▶ **What the exercise asks**: Can you swap "separate parts" for "disjoint pieces" everywhere in the rows below, keeping every other line unchanged and leaving the pictures out of your version?

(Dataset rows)
----

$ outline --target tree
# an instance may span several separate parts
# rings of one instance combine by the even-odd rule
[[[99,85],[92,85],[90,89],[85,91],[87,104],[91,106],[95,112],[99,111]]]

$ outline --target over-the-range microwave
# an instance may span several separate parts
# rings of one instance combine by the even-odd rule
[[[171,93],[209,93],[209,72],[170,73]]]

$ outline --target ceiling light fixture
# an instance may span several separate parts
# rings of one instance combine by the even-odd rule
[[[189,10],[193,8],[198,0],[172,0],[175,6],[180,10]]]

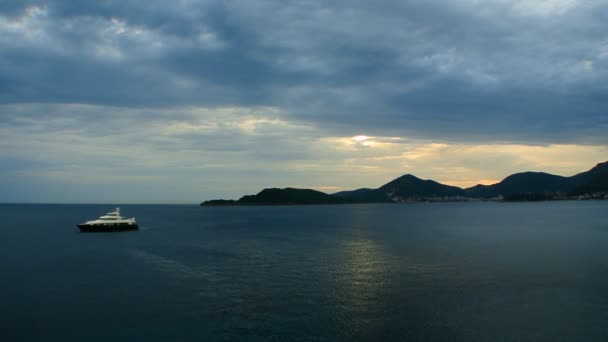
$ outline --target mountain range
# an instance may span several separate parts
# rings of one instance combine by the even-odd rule
[[[239,200],[211,200],[201,205],[345,204],[418,201],[512,200],[534,201],[608,198],[608,161],[571,177],[545,172],[521,172],[492,185],[470,188],[423,180],[406,174],[383,186],[326,194],[311,189],[269,188]]]
[[[521,172],[492,185],[459,188],[423,180],[407,174],[377,189],[342,191],[335,196],[357,202],[403,202],[458,199],[563,199],[577,196],[605,196],[608,193],[608,162],[571,177],[545,172]]]

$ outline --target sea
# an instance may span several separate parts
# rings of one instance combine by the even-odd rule
[[[1,341],[607,341],[608,201],[0,205]]]

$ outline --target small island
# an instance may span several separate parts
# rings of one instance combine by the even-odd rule
[[[301,204],[349,204],[353,200],[346,197],[328,195],[312,189],[270,188],[256,195],[246,195],[239,200],[210,200],[201,206],[226,205],[301,205]]]

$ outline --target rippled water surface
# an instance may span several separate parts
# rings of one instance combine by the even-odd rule
[[[0,339],[606,341],[608,201],[0,205]]]

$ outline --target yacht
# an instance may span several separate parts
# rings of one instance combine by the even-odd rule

----

▶ **Task answer**:
$ outline --target tree
# an instance may span several disjoint pieces
# rings of one instance combine by the even-odd rule
[[[99,85],[92,85],[90,89],[85,91],[87,104],[91,106],[95,112],[99,111]]]

$ outline --target over-the-range microwave
# an instance may span several disjoint pieces
# rings of one instance combine by the even-odd rule
[[[171,93],[209,93],[209,72],[170,73]]]

$ outline --target ceiling light fixture
# an instance may span several disjoint pieces
# rings of one instance combine by the even-odd rule
[[[189,10],[193,8],[198,0],[172,0],[175,6],[180,10]]]

$ outline --target mountain range
# an instance may span several disjoint pieces
# rings of one instance combine by the even-odd rule
[[[239,200],[211,200],[201,205],[345,204],[418,201],[512,200],[534,201],[608,198],[608,161],[571,177],[545,172],[521,172],[492,185],[470,188],[423,180],[406,174],[383,186],[326,194],[311,189],[269,188]]]
[[[521,172],[492,185],[459,188],[423,180],[407,174],[377,189],[342,191],[335,196],[357,202],[403,202],[458,199],[563,199],[577,196],[605,196],[608,193],[608,162],[571,177],[545,172]]]

$ outline --target sea
# an instance may span several disjoint pieces
# rings of one instance combine by the even-odd rule
[[[1,341],[607,341],[608,201],[0,205]]]

$ outline --target small island
# an instance may span several disjoint pieces
# rings of one instance combine by the even-odd rule
[[[301,204],[349,204],[353,200],[346,197],[328,195],[312,189],[270,188],[256,195],[246,195],[239,200],[210,200],[201,206],[226,205],[301,205]]]

$ outline --target rippled water surface
# an instance may span several disjoint pieces
# rings of one instance combine by the even-odd rule
[[[0,339],[606,341],[608,201],[0,205]]]

$ outline --target yacht
# an instance may span several disjoint pieces
# rings of one instance combine by the even-odd rule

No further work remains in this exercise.